→ 作業内容
JRの終電繰り上げについての文章から、「自分も経験があるがタッチの差」から「鉄も追随していくのだろうか。」までの部分を一字も変えずに書き写してください。

→ 提供テキスト
###
首都圏のJRの終電が半時間も早くなる
その昔、深夜零時半を過ぎると、新宿駅や東京駅は終電に乗り遅れまいと、サラリーマンやOL、学生たちが猛スピードで改札を抜け、階段を駆け上がったものだ。
自分も経験があるがタッチの差でドアが閉まり終電を見送った時は、終電時刻を恨めしく思ったこともある。
ところがその終電が、首都圏でさらに30分程度繰り上がることになった。
JR東日本の発表では山手線が20分、高崎線が37分など、首都圏のJRの最終電車が20分から最大37分も繰り上げになるとか。


何と旧国鉄以来、半世紀ぶりの終電時刻改訂となる
これまでの終電時刻は半世紀以上も午前零時30分頃と変わらなかったから、サラリーマンたちはこれからは午前零時を目処に家路を急がなければならない。当然、今後、私鉄も追随していくのだろうか。
宵っ張りとしては東京のこととはいえ、何となく寂しく、時代の移り変わりを感じる。
テレビで利用者にインタビューをしていたが、『働き方改革も進んでいるし、いいんじゃないですか』とのコメントが多く、少し拍子抜けだった。
###
座標アノテーションの項目
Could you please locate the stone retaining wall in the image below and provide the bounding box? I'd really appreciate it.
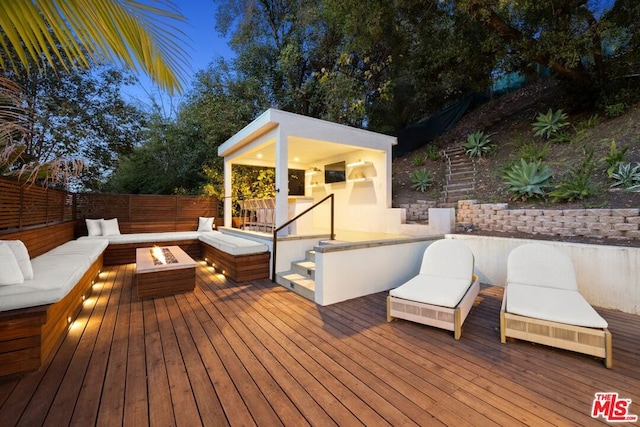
[456,200,640,240]
[398,200,438,221]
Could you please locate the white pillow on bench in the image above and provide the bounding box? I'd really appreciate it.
[0,243,24,286]
[0,240,33,280]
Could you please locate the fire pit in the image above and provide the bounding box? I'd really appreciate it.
[136,246,197,298]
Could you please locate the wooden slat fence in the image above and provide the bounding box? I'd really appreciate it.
[0,177,74,231]
[0,177,223,238]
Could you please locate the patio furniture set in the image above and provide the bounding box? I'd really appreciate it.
[0,218,270,376]
[387,239,613,368]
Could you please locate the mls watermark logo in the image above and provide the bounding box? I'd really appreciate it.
[591,392,638,423]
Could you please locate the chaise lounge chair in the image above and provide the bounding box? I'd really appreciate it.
[387,239,480,339]
[500,243,612,368]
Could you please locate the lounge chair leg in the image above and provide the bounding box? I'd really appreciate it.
[453,307,462,340]
[604,329,613,369]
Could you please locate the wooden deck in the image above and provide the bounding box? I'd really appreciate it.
[0,264,640,427]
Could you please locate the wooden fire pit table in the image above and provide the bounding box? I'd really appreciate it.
[136,246,197,298]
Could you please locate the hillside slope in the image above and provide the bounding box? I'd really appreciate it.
[393,81,640,209]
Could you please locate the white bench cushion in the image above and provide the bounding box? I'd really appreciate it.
[0,253,91,311]
[505,283,607,328]
[389,274,471,308]
[78,231,201,245]
[200,231,269,255]
[45,238,109,264]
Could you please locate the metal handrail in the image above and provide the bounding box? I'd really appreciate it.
[271,193,336,282]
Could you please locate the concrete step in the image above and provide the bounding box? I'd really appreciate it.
[276,270,316,301]
[443,181,474,190]
[291,260,316,280]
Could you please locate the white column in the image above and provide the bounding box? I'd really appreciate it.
[224,159,233,227]
[275,125,289,235]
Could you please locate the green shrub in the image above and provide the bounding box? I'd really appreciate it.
[411,168,433,193]
[518,142,549,162]
[600,139,629,178]
[462,131,495,157]
[533,108,569,139]
[502,159,551,200]
[604,102,627,119]
[411,154,424,167]
[576,114,600,132]
[425,145,442,162]
[611,163,640,191]
[549,152,597,202]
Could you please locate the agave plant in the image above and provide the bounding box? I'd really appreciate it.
[549,151,598,202]
[411,168,433,193]
[462,131,495,157]
[502,159,551,200]
[533,108,569,139]
[600,139,629,178]
[611,163,640,191]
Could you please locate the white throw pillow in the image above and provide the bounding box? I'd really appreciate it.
[0,243,24,286]
[102,218,120,236]
[84,218,104,236]
[0,240,33,280]
[198,216,215,231]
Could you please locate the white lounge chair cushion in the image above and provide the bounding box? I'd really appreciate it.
[200,231,269,255]
[78,231,202,245]
[420,239,474,280]
[0,240,33,280]
[505,283,607,328]
[0,253,90,311]
[507,243,578,291]
[389,274,471,308]
[47,236,109,264]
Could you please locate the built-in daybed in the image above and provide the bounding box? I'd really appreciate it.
[0,222,108,376]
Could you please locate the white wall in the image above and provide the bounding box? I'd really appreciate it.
[306,150,402,234]
[315,240,433,305]
[447,234,640,314]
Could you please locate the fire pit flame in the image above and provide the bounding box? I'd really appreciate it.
[151,246,167,264]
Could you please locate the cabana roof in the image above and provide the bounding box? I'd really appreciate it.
[218,108,397,167]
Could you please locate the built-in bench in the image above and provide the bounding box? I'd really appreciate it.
[200,231,271,282]
[78,231,203,265]
[0,222,108,376]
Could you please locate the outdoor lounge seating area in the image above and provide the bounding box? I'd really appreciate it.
[500,243,613,368]
[0,264,640,426]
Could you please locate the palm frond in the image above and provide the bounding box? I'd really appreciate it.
[0,0,188,93]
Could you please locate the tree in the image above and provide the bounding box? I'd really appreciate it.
[0,0,186,186]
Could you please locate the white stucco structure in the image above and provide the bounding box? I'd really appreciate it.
[218,109,404,234]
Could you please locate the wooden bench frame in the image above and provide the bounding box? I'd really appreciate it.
[201,242,271,282]
[0,222,103,376]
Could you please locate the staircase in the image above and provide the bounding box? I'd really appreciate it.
[276,250,316,301]
[440,146,476,208]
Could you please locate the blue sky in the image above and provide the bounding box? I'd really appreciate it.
[123,0,233,110]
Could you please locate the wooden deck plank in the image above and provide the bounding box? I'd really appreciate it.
[122,264,149,427]
[0,264,640,426]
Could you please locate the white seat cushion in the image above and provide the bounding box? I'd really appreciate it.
[389,274,471,308]
[78,231,202,245]
[47,241,109,264]
[0,253,91,311]
[200,231,269,255]
[505,283,607,328]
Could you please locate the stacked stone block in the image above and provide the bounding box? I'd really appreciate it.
[456,200,640,240]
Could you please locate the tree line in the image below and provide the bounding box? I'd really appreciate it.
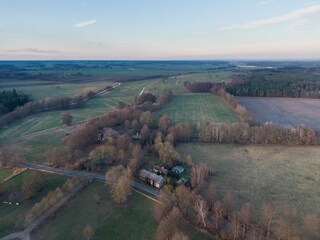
[226,67,320,98]
[0,89,32,116]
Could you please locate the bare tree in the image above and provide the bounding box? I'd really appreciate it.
[213,201,223,229]
[83,225,93,240]
[223,192,235,219]
[191,163,209,187]
[239,202,254,239]
[171,232,189,240]
[261,203,277,239]
[106,165,132,203]
[62,112,73,126]
[193,197,208,227]
[205,182,217,210]
[229,212,240,240]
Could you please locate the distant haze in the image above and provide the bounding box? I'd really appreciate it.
[0,0,320,60]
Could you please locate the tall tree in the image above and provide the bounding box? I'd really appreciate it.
[62,112,73,126]
[261,203,277,240]
[191,163,209,188]
[193,197,208,227]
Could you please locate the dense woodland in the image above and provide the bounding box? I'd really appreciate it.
[0,89,32,116]
[226,67,320,98]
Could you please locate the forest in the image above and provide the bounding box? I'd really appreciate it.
[226,67,320,98]
[0,89,32,116]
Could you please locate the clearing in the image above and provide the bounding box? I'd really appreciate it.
[237,97,320,131]
[178,143,320,216]
[0,170,67,238]
[157,93,237,126]
[32,182,211,240]
[0,168,13,183]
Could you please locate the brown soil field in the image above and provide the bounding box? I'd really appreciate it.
[237,97,320,131]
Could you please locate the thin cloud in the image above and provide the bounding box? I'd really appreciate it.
[260,0,276,5]
[74,19,97,28]
[6,48,61,54]
[219,5,320,31]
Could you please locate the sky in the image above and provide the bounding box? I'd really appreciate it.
[0,0,320,60]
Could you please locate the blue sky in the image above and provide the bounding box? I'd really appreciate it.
[0,0,320,59]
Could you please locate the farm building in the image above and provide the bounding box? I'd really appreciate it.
[131,132,141,140]
[171,166,184,174]
[152,165,168,176]
[98,127,119,142]
[139,169,164,188]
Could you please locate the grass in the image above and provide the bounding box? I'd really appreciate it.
[33,182,211,240]
[0,168,13,182]
[0,81,113,100]
[0,170,67,237]
[0,80,157,141]
[158,94,237,125]
[34,183,157,239]
[178,143,320,216]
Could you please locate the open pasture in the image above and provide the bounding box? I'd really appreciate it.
[237,97,320,131]
[0,170,67,237]
[0,81,113,100]
[0,79,158,141]
[0,168,13,182]
[158,93,237,125]
[178,143,320,216]
[32,182,211,240]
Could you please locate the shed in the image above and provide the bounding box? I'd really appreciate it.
[153,165,168,176]
[139,169,164,188]
[171,166,184,174]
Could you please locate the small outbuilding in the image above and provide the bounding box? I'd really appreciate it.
[131,132,141,140]
[152,165,168,176]
[139,169,164,188]
[171,166,184,174]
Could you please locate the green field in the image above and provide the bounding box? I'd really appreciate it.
[0,170,67,237]
[158,93,237,125]
[178,143,320,216]
[0,81,113,100]
[32,183,209,240]
[0,168,13,182]
[0,80,157,140]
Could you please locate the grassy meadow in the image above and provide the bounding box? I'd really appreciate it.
[178,143,320,216]
[158,93,237,125]
[0,170,67,237]
[0,168,13,182]
[31,182,211,240]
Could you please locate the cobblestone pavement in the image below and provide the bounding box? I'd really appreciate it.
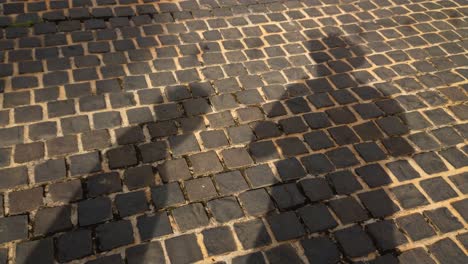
[0,0,468,264]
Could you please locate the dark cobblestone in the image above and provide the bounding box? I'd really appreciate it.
[0,0,468,264]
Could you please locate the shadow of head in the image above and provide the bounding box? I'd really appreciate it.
[9,16,466,263]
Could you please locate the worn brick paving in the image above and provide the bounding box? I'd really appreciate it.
[0,0,468,264]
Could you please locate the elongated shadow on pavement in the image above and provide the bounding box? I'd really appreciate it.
[5,7,466,264]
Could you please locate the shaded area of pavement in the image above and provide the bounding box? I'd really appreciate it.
[0,1,468,263]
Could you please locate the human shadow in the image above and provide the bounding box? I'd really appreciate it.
[0,2,464,264]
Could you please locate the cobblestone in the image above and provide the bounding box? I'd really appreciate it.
[0,0,468,264]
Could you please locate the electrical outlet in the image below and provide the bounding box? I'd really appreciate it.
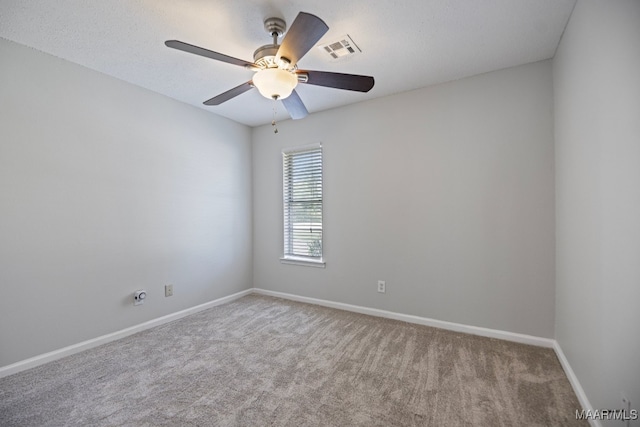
[133,291,147,305]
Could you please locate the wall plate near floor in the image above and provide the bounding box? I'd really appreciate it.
[133,291,147,305]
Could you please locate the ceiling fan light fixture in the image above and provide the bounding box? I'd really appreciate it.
[253,68,298,99]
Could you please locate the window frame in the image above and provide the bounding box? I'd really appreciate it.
[280,143,326,268]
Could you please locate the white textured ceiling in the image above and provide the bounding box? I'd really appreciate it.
[0,0,575,126]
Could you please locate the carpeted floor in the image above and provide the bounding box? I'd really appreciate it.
[0,295,586,427]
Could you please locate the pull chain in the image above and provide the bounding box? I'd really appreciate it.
[271,97,278,133]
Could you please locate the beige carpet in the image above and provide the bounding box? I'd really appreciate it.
[0,295,586,426]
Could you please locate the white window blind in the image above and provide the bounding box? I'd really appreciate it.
[282,146,322,261]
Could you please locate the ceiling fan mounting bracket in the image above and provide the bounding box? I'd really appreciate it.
[264,18,287,39]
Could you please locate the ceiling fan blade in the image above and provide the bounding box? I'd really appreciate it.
###
→ 回答
自分も経験があるがタッチの差でドアが閉まり終電を見送った時は、終電時刻を恨めしく思ったこともある。
ところがその終電が、首都圏でさらに30分程度繰り上がることになった。
JR東日本の発表では山手線が20分、高崎線が37分など、首都圏のJRの最終電車が20分から最大37分も繰り上げになるとか。


何と旧国鉄以来、半世紀ぶりの終電時刻改訂となる
これまでの終電時刻は半世紀以上も午前零時30分頃と変わらなかったから、サラリーマンたちはこれからは午前零時を目処に家路を急がなければならない。当然、今後、私鉄も追随していくのだろうか。